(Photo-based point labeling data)
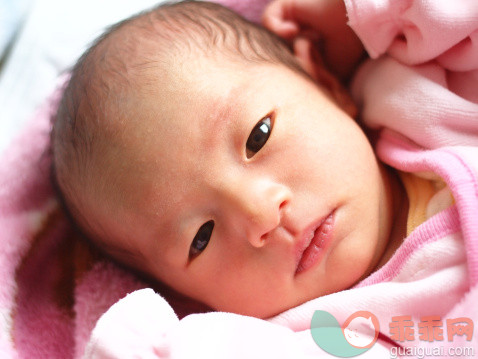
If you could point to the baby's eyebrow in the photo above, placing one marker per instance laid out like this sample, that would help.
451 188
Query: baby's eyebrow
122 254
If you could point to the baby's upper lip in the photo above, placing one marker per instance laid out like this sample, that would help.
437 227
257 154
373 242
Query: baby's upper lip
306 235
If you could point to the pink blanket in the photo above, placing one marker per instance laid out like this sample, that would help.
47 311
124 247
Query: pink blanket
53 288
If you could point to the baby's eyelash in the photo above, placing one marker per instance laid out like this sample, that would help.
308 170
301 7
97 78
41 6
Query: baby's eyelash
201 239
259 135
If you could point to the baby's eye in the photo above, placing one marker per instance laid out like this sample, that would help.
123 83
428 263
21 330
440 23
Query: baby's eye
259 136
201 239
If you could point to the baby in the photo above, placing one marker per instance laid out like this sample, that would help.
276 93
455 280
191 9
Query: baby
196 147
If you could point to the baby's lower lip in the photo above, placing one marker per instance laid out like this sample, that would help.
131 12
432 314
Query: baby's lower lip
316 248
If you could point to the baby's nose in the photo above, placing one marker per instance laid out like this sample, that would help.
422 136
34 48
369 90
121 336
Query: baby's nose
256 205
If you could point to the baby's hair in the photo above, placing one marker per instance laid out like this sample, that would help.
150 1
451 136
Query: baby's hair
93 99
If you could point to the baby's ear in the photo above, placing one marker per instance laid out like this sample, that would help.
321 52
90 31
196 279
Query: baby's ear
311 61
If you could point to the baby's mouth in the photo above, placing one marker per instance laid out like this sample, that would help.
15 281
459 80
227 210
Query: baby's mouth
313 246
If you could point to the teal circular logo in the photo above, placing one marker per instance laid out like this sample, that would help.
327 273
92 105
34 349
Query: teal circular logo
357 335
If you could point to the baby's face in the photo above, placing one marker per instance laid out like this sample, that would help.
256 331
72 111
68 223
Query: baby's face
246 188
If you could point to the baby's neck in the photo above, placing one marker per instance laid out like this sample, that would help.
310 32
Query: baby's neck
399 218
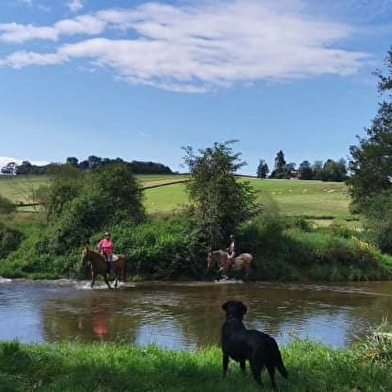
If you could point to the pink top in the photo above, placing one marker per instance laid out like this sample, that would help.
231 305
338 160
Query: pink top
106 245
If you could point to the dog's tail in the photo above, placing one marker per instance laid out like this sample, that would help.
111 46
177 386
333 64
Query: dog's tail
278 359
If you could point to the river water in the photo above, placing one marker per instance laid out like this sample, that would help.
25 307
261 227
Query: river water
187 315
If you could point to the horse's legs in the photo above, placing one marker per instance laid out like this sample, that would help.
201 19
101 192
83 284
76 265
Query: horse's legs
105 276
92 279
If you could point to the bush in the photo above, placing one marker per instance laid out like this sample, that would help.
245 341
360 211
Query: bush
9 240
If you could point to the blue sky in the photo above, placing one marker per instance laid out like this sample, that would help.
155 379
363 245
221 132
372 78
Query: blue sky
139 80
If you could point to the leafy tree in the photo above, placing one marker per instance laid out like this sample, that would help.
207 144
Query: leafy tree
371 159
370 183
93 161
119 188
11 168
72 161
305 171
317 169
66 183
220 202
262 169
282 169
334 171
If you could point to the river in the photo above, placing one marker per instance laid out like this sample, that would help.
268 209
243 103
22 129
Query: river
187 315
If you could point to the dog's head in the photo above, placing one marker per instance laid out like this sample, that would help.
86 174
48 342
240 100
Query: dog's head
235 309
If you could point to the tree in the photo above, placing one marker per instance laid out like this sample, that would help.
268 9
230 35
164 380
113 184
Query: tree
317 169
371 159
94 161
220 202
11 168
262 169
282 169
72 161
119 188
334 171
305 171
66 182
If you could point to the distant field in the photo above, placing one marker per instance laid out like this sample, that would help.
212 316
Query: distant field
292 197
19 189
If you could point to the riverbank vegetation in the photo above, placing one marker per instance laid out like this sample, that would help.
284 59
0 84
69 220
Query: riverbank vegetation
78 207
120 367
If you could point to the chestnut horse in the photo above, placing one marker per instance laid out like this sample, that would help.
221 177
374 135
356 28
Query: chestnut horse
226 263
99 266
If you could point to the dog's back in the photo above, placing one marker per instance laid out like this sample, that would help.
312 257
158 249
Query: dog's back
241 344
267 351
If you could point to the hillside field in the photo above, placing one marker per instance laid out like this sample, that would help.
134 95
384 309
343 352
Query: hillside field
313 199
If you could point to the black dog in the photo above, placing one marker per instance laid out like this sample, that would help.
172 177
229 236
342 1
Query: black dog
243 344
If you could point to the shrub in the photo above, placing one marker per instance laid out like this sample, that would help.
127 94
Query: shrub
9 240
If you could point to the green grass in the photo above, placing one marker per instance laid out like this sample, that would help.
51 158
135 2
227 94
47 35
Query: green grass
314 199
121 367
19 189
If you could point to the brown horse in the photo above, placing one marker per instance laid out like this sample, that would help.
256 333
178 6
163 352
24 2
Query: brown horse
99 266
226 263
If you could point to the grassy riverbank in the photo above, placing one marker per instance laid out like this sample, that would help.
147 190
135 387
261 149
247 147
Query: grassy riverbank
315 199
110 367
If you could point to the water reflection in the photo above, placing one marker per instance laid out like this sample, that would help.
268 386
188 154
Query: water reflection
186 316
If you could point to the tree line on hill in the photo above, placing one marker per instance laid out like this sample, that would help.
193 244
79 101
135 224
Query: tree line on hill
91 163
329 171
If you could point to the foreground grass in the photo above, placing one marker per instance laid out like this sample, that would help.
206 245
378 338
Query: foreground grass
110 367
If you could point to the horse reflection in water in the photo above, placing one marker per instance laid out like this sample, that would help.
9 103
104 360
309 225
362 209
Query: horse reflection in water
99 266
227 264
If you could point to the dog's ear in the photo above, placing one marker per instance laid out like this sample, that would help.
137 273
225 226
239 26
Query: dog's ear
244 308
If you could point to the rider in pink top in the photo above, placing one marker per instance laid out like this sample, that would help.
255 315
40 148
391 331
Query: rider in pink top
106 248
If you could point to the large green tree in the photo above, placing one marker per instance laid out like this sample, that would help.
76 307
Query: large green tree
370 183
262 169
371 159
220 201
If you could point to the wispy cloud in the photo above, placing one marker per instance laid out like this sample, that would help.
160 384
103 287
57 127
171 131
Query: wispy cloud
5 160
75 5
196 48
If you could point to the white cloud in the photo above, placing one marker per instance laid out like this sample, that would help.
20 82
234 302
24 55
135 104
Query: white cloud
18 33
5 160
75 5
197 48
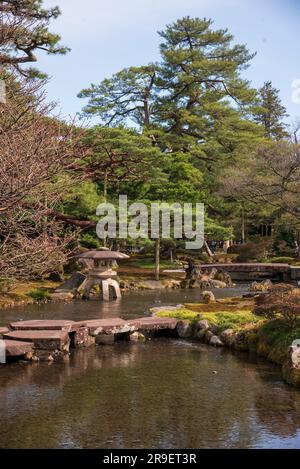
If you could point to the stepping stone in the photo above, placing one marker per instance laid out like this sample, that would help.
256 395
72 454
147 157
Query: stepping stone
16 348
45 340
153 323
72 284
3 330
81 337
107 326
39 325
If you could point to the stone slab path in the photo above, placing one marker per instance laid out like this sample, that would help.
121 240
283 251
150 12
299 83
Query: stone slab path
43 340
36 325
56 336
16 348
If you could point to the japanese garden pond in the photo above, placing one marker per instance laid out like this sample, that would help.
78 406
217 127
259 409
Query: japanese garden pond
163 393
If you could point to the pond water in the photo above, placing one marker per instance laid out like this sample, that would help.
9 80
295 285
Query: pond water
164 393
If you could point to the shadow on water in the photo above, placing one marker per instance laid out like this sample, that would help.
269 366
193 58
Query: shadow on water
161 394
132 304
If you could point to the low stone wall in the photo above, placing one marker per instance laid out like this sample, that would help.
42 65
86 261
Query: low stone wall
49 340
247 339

__EXERCISE GOAL__.
Give back exactly the lines that run from the line with "If you could point to the stone" through the close of the material, counting both ends, and nothing more.

__FINAL RESULT__.
If you could point to the stone slab path in the photo above, placing one marker per instance laid out like this sample, that would help.
121 240
283 251
150 12
299 83
Query: stone slab path
43 340
36 325
56 336
16 348
If you could point to the japanese garden pond in the photo above, placing one marker per instance laid out like this sample, that would help.
78 406
217 127
259 409
Query: japanese garden pond
163 393
If you could point to the pond water in the photo above, placing one marker per instance laid out like this sample, that would help.
9 80
295 285
Query: pond water
164 393
If you could point to the shadow on water in the photo above, placing one marker per instance laid out like this sample, that would help.
269 366
193 58
Query: shadow on water
161 394
132 304
If you could point to the low stone wall in the photo above, placing one marker per instance laid out like this sample, that would help.
42 65
86 261
Query: low stone wall
49 340
247 339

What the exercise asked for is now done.